--- START Quoted passage ---
### This is Andrea Arcangeli's autonuma synthetic benchmark that stresses
### some NUMA effects but is not intended to represent any real workload as
### such. Very broadly speaking there are 4 benchmarks of interest.
###
### NUMA01
###   Two processes
###   NUMCPUSS/2 number of threads so all CPUs are in use
###
###   On startup, the process forks
###   Each process mallocs a 3G buffer but there is no communication
###       between the processes.
###   Threads are created that zeros out the full buffer 1000 times
###
###   The objective of the test is that initially the two processes
###   allocate their memory on the same node. As the threads are
###   are created the memory will migrate from the initial node to
###   nodes that are closer to the referencing thread.
###
###   It is worth noting that this benchmark is specifically tuned
###   for two nodes and the expectation is that the two processes
###   and their threads split so that all process A runs on node 0
###   and all threads on process B run in node 1
###
###   With 4 and more nodes, this is actually an adverse workload.
###   As all the buffer is zeroed in both processes, there is an
###   expectation that it will continually bounce between two nodes.
###
###   So, on 2 nodes, this benchmark tests convergence. On 4 or more
###   nodes, this partially measures how much busy work automatic
###   NUMA migrate does and it'll be very noisy due to cache conflicts.
###
### NUMA01_THREADLOCAL
###   Two processes
###   NUMCPUSS/2 number of threads so all CPUs are in use
###
###   On startup, the process forks
###   Each process mallocs a 3G buffer but there is no communication
###       between the processes
###   Threads are created that zero out their own subset of the buffer.
###       Each buffer is 3G/NR_THREADS in size
###
###   This benchmark is slightly better. In an ideal situation, each
###   thread will migrate its data to its local node. The test really
###   is to see does it converge and how quickly.
--- END Quoted passage ---
--- START Data lines ---
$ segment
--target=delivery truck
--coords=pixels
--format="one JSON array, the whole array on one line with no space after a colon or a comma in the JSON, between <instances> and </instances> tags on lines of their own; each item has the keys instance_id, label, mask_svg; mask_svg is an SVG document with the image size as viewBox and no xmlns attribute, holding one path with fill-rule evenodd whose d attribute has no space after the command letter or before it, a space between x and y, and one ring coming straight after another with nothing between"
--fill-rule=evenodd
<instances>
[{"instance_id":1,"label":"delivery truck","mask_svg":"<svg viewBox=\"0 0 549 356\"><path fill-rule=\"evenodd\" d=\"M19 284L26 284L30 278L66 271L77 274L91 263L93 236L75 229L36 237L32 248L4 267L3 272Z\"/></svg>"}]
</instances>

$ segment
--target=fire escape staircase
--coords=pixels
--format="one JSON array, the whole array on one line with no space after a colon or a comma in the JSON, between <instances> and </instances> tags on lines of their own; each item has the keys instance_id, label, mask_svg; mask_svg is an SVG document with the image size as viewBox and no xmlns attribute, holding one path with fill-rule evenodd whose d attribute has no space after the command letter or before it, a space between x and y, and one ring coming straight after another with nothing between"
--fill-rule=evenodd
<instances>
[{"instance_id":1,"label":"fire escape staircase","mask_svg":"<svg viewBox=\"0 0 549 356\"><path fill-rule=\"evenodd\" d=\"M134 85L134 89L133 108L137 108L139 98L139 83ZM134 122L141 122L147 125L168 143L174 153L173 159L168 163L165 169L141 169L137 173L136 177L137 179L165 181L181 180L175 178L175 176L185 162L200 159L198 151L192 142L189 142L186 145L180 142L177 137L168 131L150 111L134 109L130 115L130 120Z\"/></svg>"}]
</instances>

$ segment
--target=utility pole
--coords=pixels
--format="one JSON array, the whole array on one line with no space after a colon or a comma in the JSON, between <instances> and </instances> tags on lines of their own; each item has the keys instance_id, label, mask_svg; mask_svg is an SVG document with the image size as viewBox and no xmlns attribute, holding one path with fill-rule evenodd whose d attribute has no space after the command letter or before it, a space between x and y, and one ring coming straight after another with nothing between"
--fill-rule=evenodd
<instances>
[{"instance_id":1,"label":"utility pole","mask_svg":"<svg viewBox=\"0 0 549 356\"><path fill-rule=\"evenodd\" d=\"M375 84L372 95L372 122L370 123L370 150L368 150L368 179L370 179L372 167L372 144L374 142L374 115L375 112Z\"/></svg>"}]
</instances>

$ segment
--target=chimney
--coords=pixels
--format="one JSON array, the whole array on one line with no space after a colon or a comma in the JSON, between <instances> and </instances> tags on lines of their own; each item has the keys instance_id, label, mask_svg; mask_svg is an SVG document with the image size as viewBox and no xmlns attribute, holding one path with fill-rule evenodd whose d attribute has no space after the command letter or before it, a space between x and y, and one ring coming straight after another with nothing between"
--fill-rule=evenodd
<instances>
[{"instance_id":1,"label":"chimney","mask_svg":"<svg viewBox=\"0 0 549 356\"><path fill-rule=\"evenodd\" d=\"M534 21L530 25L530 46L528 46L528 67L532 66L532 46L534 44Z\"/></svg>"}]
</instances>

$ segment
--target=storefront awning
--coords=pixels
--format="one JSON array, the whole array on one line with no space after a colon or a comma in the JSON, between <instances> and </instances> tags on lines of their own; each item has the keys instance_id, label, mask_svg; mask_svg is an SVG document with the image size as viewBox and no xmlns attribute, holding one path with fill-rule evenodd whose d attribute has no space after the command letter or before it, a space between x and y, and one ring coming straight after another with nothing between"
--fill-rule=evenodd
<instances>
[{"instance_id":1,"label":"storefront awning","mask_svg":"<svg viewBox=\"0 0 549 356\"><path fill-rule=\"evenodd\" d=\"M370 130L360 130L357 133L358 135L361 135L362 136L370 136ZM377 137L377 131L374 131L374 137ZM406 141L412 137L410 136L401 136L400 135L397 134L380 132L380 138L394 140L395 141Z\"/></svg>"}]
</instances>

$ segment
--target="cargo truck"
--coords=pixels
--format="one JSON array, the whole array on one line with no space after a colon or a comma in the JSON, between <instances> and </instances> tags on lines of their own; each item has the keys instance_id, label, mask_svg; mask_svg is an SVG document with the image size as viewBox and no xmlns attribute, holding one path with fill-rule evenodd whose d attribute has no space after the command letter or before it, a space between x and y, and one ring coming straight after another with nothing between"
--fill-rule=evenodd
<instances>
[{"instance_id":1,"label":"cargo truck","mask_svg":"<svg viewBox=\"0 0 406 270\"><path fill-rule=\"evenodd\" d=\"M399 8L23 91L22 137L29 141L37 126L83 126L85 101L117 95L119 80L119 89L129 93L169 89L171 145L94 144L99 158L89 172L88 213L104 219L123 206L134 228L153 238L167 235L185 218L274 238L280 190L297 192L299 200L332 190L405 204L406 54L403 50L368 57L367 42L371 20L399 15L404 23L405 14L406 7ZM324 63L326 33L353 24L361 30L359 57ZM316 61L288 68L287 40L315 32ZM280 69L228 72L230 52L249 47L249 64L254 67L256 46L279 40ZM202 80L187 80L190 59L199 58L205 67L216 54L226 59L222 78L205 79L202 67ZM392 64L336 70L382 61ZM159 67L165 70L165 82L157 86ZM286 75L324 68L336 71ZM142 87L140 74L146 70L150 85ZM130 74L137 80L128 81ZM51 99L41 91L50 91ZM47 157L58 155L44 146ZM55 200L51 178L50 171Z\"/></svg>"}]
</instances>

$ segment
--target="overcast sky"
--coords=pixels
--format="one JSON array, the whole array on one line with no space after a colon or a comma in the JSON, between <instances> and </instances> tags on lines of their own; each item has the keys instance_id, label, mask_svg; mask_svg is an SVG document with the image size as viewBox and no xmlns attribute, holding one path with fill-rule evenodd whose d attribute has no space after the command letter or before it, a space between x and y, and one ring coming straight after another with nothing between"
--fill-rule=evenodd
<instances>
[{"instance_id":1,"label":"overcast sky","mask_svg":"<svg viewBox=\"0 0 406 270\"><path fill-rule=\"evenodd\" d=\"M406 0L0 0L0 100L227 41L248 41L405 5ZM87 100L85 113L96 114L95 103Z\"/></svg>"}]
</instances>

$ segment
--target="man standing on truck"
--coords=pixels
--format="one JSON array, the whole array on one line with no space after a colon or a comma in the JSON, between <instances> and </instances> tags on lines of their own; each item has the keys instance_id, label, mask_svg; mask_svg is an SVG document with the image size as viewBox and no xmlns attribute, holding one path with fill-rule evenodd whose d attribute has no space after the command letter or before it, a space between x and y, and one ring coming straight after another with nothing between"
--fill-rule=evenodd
--- END Data lines ---
## What you are asked to do
In the benchmark description above, how many times do the threads created in NUMA01 zero out the full buffer?

## Answer to the exercise
1000 times.